══ Kutipan

JAKARTA, SUARAKALTIM.com.Sebanyak 54 guru besar dari berbagai perguruan tinggi hukum di Indonesia juga mendesak agar Arief Hidayat mundur dari jabatannya sebagai ketua MK dan hakim konstitusi. Desakan mundur ini disampaikan sebagai upaya menjaga marwah dan citra MK lantaran Arief sudah dua kali melanggar kode etik yakni kasus surat sakti untuk menitipkan keponakannya di Kejaksaan dan kasus lobi-lobi politik di DPR terkait perpanjangan masa jabatan Arief.
Pernyataan sikap para guru besar ini disampaikan dalam konperensi pers di STIH Jentera, Puri Imperium, Jakarta. Hadir dua orang perwakilan guru besar yakni Prof Sulistyowati Irianto dan Prof Mayling Oey bersama pengajar STHI Bivitri Susanti dan pengajar Universitas Airlangga Herlambang P Wiratraman.
Dalam pernyataannya, para guru besar memandang hakim MK harus diisi oleh orang yang memiliki kejujuran, kebenaran, dan keadilan. Hakim tidak boleh memiliki ambisi pribadi terhadap kekuasaan yang justru meruntuhkan martabat lembaga penjaga konstitusi tersebut.
“Tanpa pemahaman hakiki tersebut, hakim tidak bisa menjadi garda penjaga kebenaran,” demikian sikap resmi dari para guru besar itu dalam bentuk surat resmi yang akan dikirim ke Arief Hidayat, tembusan ke 8 hakim konstitusi, Sekjen MK, dan Ketua DPR pada Selasa 13 Februari mendatang.
Menurut kami, hakim konstitusi yang terbukti melanggar etik, maka dia tidak punya kualitas lagi sebagai negarawan. Sebab, negarawan sejatinya orang yang tidak akan mempertahankan posisinya setelah dijatuhi sanksi pelanggaran etik. Negarawan sejati bukan hanya tidak akan melanggar hukum, tetapi dia akan sangat menjaga etika pribadi, terutama etika bernegara.
“Negarawan tanpa etika batal demi hukum kenegarawanannya dan tidak memenuhi syarat menjadi hakim konstitusi,” demikian sebait dari isi surat yang akan diberikan kepada Arief Hidayat dan lainnya.
Guru Besar Universitas Indonesia Prof Sulistyowati Irianto mengatakan gerakkan para profesor peduli MK yang meminta Arief Hidayat mundur bukanlah gerakan spontan, melainkan sudah lama bergerak dalam tindakan anti korupsi. Selain pelanggaran etik yang dilakukan Arief juga dikarenakan dengan putusan MK yang menolak pengujian UU MD3 terkait hak angket DPR terhadap KPK.
“Mengapa saya ikut bersama 54 profesor yang lain, karena di dunia ini ada dua kerajaan besar, yakni kerajaan kebenaran yang dijaga oleh para ilmuan seperti kita dan kerajaan keadilan yang dijaga oleh para hakim. Jadi seharusnya hakim ini memiliki sikap etik yang baik dalam menjalankan tugasnya,” kata Prof Sulistyowati di Universitas STHI Jentera Jakarta, Jumat (9/2/2018).

════

### [Petunjuk Latihan]
Lanjutkan berita di atas tentang desakan para guru besar hukum agar Arief Hidayat mundur dari MK, dimulai setelah kalimat terakhirnya.

══ Data yang Diberikan

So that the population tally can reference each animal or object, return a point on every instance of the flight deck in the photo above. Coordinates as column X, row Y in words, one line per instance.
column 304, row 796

════

### [Jawaban Tugas]
Dia beralasan seruan moral ini demia menjaga marwah MK menjadi lebih baik. “Memang Arief tidak melanggar hukum, tetapi melanggar etik. Yang kita ketahui bersama etika itu segala-galanya dibandingkan yang lain. Sanksi moral lebih berbahaya daripada sanksi badan atau sanksi hukum,” ujarnya.
Menurut Sulis, MK ini hasil reformasi yang berdarah-darah dan kedudukan MK ini sangat mahal dan hanya satu level dari Tuhan yang ada di dunia. “Jadi, sifat kenegarawanannya harus yang utama. Dampak sikap Arief saat ini pun dapat menyebabkan hilangnya kepercayaan dan martabat MK itu sendiri,” ujarnya.
Guru Besar Universitas Indonesia, Prof Mayling Oey merasa perlu untuk ikut bergabung dengan para profesor yang lain karen rasa pedulinya terhadap MK. “Hakim konstitusi harus berintegritas dan hampir sama seperti malaikat. Jangan sampai putusannya ‘haram’, hanya sekedar memperoleh keuntungan semata,” kata dia.
Menurutnya, jika berbicara soal etika ketika ia mengajarkan kepada mahasiswanya kerap menekankan pentingnya etika. Namun, bagaimana hakim konstitusi yang melakukan pelanggaran etik? Ia mengatakan gerakan yang dilakukan para guru besar ini bukan hanya menginginkan Arief mundur, tetapi juga agar penerapan etik di MK lebih baik.
Akademisi Universitas Airlangga, Herlambang mengatakan sebagai seorang akademisi yang mengajarkan etika kepada mahasiswa, kasus Arief menimbulkan kegelisahan di dunia peradilan konstitusi terutama persoalan etika hakim.
“Terlebih adanya putusan MK terkait hak angket terhadap KPK kemarin (08/02) ditolak, ini menunjukkan seolah-olah apa yang telah diputus oleh Dewan Etik atas pelanggaran etiknya melakukan lobi-lobi atau barter kepada DPR itu benar atau terkonfirmasi,” bebernya.
Dosen STHI Jentera, Bivitri Susanti mengatakan bayangkan ketika melihat putusan MK diawal putusanya terdapat irah-irah sinar ketuhanan yang seharusnya hakim konstitusi yang memutus memiliki standar etik yang tinggi. “Diharapkan semoga yang bersangkutan tersentuh hatinya ketika 54 guru besar ini telah meminta kepada Arief untuk mundur demi menjaga keutuhan marwah dan penegakkan etik di MK,” kata dia.
Saat dikonfirmasi, Arief Hidayat enggan berkomentar banyak. Namun, ia merasa kebingungan harus mengikuti yang mana (Karena terdapat orang pro dan kontra terhadap dirinya). “Saya ikuti saja ketentuan hukum yang berlaku. Indonesia adalah negara hukum, bukan pada petisi surat ataupun konperensi pers,” kata Arief kepada Hukumonline.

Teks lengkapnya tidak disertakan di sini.